Would you restate all the data that follows, word for word?

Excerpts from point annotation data
━━━━━━━━━━━━━━━━━━━━

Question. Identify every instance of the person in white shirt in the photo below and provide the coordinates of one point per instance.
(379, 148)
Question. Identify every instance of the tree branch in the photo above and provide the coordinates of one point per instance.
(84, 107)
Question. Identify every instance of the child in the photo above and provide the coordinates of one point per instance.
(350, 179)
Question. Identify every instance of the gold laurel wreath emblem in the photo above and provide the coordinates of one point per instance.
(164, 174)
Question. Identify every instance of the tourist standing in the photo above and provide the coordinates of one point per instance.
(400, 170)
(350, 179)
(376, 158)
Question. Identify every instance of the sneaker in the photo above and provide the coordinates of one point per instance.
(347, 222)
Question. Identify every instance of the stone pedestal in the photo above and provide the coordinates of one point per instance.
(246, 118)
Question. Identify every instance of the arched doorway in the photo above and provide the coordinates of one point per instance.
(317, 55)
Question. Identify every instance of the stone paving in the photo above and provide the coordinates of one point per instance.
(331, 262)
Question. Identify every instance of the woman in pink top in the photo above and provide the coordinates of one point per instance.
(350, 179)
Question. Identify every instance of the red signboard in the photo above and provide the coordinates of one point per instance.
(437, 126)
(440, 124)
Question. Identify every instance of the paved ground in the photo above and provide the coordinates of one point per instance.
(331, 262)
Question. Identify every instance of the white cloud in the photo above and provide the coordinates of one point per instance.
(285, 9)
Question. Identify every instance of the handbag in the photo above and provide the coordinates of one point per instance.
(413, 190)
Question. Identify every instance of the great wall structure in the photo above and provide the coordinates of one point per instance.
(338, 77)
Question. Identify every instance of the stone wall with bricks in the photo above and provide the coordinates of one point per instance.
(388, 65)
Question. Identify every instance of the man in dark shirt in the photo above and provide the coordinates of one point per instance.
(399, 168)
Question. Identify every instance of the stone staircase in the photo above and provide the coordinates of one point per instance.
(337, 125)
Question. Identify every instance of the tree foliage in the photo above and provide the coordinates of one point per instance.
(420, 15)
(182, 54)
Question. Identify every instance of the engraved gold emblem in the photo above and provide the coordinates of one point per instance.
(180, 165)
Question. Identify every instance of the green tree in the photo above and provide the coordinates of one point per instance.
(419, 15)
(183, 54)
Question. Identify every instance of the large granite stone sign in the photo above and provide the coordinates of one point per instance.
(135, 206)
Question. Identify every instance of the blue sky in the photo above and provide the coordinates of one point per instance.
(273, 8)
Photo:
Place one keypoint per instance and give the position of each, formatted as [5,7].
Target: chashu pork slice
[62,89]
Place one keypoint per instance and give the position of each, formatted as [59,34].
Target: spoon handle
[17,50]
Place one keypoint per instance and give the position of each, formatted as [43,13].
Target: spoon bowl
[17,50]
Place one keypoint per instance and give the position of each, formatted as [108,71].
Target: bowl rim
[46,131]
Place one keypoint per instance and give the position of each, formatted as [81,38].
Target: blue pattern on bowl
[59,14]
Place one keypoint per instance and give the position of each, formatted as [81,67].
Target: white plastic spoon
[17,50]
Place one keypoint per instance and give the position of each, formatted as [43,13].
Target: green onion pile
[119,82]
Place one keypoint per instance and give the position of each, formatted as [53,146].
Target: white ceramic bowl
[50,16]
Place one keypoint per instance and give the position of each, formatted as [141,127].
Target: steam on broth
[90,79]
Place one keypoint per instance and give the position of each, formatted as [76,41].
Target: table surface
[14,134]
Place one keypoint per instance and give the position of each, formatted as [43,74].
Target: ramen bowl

━━━━━━━━━━━━━━━━━━━━

SOLUTION TO THE EXERCISE
Question. Identify every instance of the person in white shirt in the photo below and provide the coordinates of one point per instance.
(379, 148)
Question. Identify every instance of the tree branch in the photo above and provide the coordinates of one point per instance.
(84, 107)
Question. Identify every instance of the child in the photo above and provide the coordinates of one point per instance.
(350, 179)
Question. Identify every instance of the gold laurel wreath emblem in the photo above and provide the coordinates of one point per instance.
(164, 174)
Question. Identify every instance of the tourist standing in the photo above and provide the coordinates of one point per instance.
(400, 170)
(350, 179)
(376, 158)
Question. Identify every instance of the sneaker in the photo above and provide the coordinates of one point per instance.
(347, 222)
Question. Identify every instance of the stone pedestal in the photo above and provide the coordinates of one point per instance.
(246, 118)
Question. Identify every instance of the arched doorway in the photo above and provide the coordinates of one point per instance.
(317, 55)
Question. Identify every instance of the stone paving in the photo above and provide the coordinates of one point per instance.
(331, 262)
Question. Identify every instance of the woman in pink top in the photo above and provide the coordinates of one point per instance.
(350, 179)
Question. Identify every instance of the red signboard in the photo above and provide the coordinates of one point per instance.
(437, 126)
(440, 124)
Question. Identify every instance of the paved ground in the photo above and provide the coordinates of one point per instance.
(331, 262)
Question. Identify every instance of the white cloud in the photo above and provide the coordinates of one point per instance.
(285, 9)
Question. Identify every instance of the handbag in the photo above and provide the coordinates of one point per instance.
(413, 190)
Question. Identify every instance of the great wall structure in the photo above and provide the coordinates of one point per instance.
(338, 77)
Question. Identify every instance of the stone wall with bricks in the photo above and provide the coordinates of one point per instance.
(388, 65)
Question. Identify every instance of the man in dark shirt in the photo above and provide the coordinates of one point per instance.
(399, 168)
Question. Identify every instance of the stone staircase in the photo above and provide the coordinates of one point per instance.
(337, 125)
Question. Identify every instance of the tree foliage in the photo above and provide the coordinates of one point per instance.
(420, 15)
(182, 54)
Question. Identify every instance of the engraved gold emblem in the photo above and provide the coordinates of one point per instance.
(180, 165)
Question. Identify every instance of the green tree in the photo above and provide the coordinates of one point per instance.
(419, 15)
(183, 54)
Question. Identify every instance of the large granite stone sign in the photo above and provide the coordinates of one point per instance.
(135, 206)
Question. Identify every instance of the blue sky in the photo above and provide the coordinates of one point per instance.
(273, 8)
Photo:
Place one keypoint per instance and give the position of each, formatted as [5,7].
Target: chashu pork slice
[62,89]
Place one keypoint per instance and give the position of each, formatted as [59,34].
Target: spoon handle
[17,50]
Place one keypoint per instance and give the position of each, formatted as [43,13].
Target: spoon bowl
[17,50]
Place one keypoint per instance and give the position of each, formatted as [108,71].
Target: bowl rim
[46,131]
Place one keypoint per instance and give the position of each, formatted as [81,38].
Target: blue pattern on bowl
[59,14]
Place one keypoint per instance and give the position of each, formatted as [81,67].
Target: white plastic spoon
[17,50]
Place one keypoint per instance and give the position of each, formatted as [43,13].
Target: green onion pile
[119,82]
Place one keypoint per instance and give the position of each, formatted as [53,146].
Target: white ceramic bowl
[50,16]
Place one keypoint per instance and give the position of each, formatted as [141,127].
Target: steam on broth
[90,79]
Place one keypoint per instance and give the position of each, formatted as [76,41].
Target: table surface
[14,134]
Place one keypoint per instance and give the position of each, formatted as [43,74].
Target: ramen bowl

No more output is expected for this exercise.